正文摘录 |
◆ ◆ ◆ ◆ ◆

Flink on Yarn实战

Flink on Yarn实战,第1张

Flink on Yarn实战

  使用方式:flink的安装包解压之后,即可直接使用,而不需要额外的配置。 参考:flink部署说明文档 

 01 几点结论
  • 1.yarn-session的方式,只能在运行了 yarn-session.sh -d 的机器上,才能通过命令行提交flink作业,因为flink run的时候需要根据 /tmp/.yarn-properties-appuser 这个文件的内容找到session
    • 使用 echo "stop" | ./bin/yarn-session.sh -id application_1609324396857_95667 可以优雅的停掉session,并且删除/tmp/.yarn-properties-appuser
    • 如果是yarn application -kill application_1609324396857_95667 的话,那么/tmp/.yarn-properties-appuser 会保留
  • 2.如果要在其他机器也能提交作业,那么可以把/tmp/.yarn-properties-appuser这个文件拷贝一份该机器上
  • 3.当然,也可以在flink的界面上submit的方式提交。

02 使用yarn-session 
#  新版本的yarn会按需动态分配TaskManager和slot,其实-n -s参数已经失效
yarn-session.sh -d -jm 1024 -tm 1024 -nm flinktest 

使用 yarn-session.sh 命令在102的机器上启动之后的日志情况

查看102机器上  /tmp/.yarn-properties-appuser 文件的内容

 在101机器上,不存在 /tmp/.yarn-properties-appuser 文件,则提交任务的时候报错

[appuser@dxbigdata101 flink-1.12.0]$ cat  /tmp/.yarn-properties-appuser
cat: /tmp/.yarn-properties-appuser: No such file or directory
[appuser@dxbigdata101 flink-1.12.0]$ flink run ./examples/batch/WordCount.jar           
Setting Hbase_CONF_DIR=/etc/hbase/conf because no Hbase_CONF_DIR was set.
Executing WordCount example with default input data set.
Use --input to specify file input.
Printing result to stdout. Use --output to specify output path.

------------------------------------------------------------
 The program finished with the following exception:

org.apache.flink.client.program.ProgramInvocationException: The main method caused an error: java.util.concurrent.ExecutionException: org.apache.flink.runtime.client.JobSubmissionException: Failed to submit JobGraph.
        at org.apache.flink.client.program.PackagedProgram.callMainMethod(PackagedProgram.java:330)

◆ ◆ ◆ ◆ ◆

[数据集条目]
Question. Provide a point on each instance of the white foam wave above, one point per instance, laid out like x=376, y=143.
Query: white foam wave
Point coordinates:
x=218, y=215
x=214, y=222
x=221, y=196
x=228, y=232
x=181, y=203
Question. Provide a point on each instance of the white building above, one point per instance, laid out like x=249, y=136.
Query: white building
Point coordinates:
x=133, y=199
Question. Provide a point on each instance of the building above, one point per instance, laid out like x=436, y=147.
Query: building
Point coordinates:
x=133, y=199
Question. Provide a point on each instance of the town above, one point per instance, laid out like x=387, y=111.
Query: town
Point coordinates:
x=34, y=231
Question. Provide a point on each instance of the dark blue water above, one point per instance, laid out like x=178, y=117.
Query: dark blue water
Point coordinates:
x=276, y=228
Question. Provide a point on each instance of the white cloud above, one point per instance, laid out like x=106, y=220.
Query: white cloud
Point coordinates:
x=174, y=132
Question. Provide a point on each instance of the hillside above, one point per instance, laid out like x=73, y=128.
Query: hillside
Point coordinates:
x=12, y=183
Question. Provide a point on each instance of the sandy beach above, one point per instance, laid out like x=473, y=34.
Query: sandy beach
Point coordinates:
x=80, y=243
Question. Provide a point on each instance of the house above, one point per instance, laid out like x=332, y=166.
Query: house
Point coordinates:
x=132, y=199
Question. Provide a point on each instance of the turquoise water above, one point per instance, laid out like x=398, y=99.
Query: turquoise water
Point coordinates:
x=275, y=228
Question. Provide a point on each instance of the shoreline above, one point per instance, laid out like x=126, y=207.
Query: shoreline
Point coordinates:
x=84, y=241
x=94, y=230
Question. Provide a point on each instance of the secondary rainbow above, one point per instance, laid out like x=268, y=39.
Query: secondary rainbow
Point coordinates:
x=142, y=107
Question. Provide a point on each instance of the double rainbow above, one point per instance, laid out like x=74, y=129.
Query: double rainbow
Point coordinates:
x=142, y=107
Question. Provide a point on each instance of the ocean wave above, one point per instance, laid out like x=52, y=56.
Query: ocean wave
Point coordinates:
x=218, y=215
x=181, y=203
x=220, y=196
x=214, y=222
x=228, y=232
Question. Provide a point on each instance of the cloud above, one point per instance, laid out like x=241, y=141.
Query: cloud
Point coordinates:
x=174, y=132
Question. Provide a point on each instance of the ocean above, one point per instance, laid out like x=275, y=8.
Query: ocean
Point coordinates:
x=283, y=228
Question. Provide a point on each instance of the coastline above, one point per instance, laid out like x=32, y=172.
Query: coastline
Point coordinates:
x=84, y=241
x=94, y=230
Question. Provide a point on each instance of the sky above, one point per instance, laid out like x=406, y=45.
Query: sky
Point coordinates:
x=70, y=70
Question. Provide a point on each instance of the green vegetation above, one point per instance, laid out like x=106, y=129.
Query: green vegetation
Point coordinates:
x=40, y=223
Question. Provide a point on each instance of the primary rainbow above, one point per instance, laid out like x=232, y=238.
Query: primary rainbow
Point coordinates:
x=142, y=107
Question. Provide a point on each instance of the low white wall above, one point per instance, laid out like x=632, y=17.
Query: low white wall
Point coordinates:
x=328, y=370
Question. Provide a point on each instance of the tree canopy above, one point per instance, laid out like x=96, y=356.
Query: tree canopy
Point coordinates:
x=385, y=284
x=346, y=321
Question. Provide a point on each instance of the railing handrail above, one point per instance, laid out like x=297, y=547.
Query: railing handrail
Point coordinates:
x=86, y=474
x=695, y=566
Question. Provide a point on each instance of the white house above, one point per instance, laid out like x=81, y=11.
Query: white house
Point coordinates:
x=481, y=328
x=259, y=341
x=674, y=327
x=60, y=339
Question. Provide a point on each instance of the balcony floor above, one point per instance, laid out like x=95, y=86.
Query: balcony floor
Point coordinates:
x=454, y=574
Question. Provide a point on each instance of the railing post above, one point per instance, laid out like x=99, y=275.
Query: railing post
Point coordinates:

◆ ◆ ◆ ◆ ◆

任务要求 |
(1) 把这篇Flink on Yarn实战文章里从“在101机器上,不存在 /tmp/.yarn-properties-appuser 文件,则提交任务的时候报错”到“Hbase_CONF_DIR was set.”的这一段原样打印出来。
(2) 用两句话概括这篇Flink on Yarn实战文章。
(3) 从这篇Flink on Yarn实战文章的最后一句之后接着写下去。

逐项结果 |
(1)
在101机器上,不存在 /tmp/.yarn-properties-appuser 文件,则提交任务的时候报错

[appuser@dxbigdata101 flink-1.12.0]$ cat  /tmp/.yarn-properties-appuser
cat: /tmp/.yarn-properties-appuser: No such file or directory
[appuser@dxbigdata101 flink-1.12.0]$ flink run ./examples/batch/WordCount.jar           
Setting Hbase_CONF_DIR=/etc/hbase/conf because no Hbase_CONF_DIR was set.

(2) Flink安装包解压后就能直接用，但在yarn-session方式下，只有运行了yarn-session.sh -d的机器才能用命令行提交作业，因为flink run要靠/tmp/.yarn-properties-appuser文件找到session。用echo "stop"能优雅地停掉session并删除这个文件，把这个文件拷到其他机器上，或者在flink界面上提交，也都能提交作业；而在没有这个文件的101机器上提交任务会报错。

(3)
        at org.apache.flink.client.program.PackagedProgram.invokeInteractiveModeForExecution(PackagedProgram.java:198)
        at org.apache.flink.client.ClientUtils.executeProgram(ClientUtils.java:114)
        at org.apache.flink.client.cli.CliFrontend.executeProgram(CliFrontend.java:743)
        at org.apache.flink.client.cli.CliFrontend.run(CliFrontend.java:242)
        at org.apache.flink.client.cli.CliFrontend.parseAndRun(CliFrontend.java:971)
        at org.apache.flink.client.cli.CliFrontend.lambda$main(CliFrontend.java:1047)
        at java.security.AccessController.doPrivileged(Native Method)
        at javax.security.auth.Subject.doAs(Subject.java:422)
        at org.apache.hadoop.security.UserGroupInformation.doAs(UserGroupInformation.java:1754)
        at org.apache.flink.runtime.security.contexts.HadoopSecurityContext.runSecured(HadoopSecurityContext.java:41)
        at org.apache.flink.client.cli.CliFrontend.main(CliFrontend.java:1047)
Caused by: java.lang.RuntimeException: java.util.concurrent.ExecutionException: org.apache.flink.runtime.client.JobSubmissionException: Failed to submit JobGraph.
        at org.apache.flink.util.ExceptionUtils.rethrow(ExceptionUtils.java:309)
        at org.apache.flink.api.java.ExecutionEnvironment.executeAsync(ExecutionEnvironment.java:988)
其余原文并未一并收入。